=== TO DO ===
Reproduce each of the following records verbatim, line for line, without changing anything.
--- Begin EXTRACTED INFORMATION ---
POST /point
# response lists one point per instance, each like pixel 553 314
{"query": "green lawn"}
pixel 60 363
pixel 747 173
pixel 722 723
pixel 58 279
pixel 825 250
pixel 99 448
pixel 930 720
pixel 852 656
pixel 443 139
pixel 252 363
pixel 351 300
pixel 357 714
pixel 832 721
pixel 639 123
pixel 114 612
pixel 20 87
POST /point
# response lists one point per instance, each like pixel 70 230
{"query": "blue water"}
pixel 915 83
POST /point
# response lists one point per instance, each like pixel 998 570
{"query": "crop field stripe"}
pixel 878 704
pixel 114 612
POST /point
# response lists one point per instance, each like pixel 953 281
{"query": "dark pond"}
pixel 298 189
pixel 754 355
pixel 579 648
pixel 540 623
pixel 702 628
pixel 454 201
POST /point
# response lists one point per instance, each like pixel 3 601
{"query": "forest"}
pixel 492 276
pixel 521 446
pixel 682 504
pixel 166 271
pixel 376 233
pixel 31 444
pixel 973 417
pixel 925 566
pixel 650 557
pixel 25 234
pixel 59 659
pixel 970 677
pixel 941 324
--- End EXTRACTED INFORMATION ---
=== THE OUTPUT ===
POST /point
# response lists one point per instance, each like pixel 553 314
{"query": "green lawn"}
pixel 60 363
pixel 747 173
pixel 722 723
pixel 58 279
pixel 825 250
pixel 99 448
pixel 930 720
pixel 852 656
pixel 443 139
pixel 252 363
pixel 351 300
pixel 357 714
pixel 832 721
pixel 639 123
pixel 114 612
pixel 20 87
POST /point
# response lists one point per instance, each like pixel 70 230
{"query": "blue water"}
pixel 915 83
POST /point
# response lists one point per instance, each like pixel 998 570
{"query": "crop field stripe"}
pixel 878 704
pixel 114 612
POST /point
# response lists one point per instance, each like pixel 953 281
{"query": "dark pond"}
pixel 298 189
pixel 754 355
pixel 579 648
pixel 540 623
pixel 702 628
pixel 454 201
POST /point
# response lists one point per instance, each like pixel 3 601
{"query": "forest"}
pixel 492 276
pixel 521 446
pixel 682 504
pixel 166 271
pixel 376 233
pixel 31 444
pixel 973 417
pixel 925 566
pixel 650 557
pixel 25 234
pixel 59 659
pixel 970 677
pixel 941 324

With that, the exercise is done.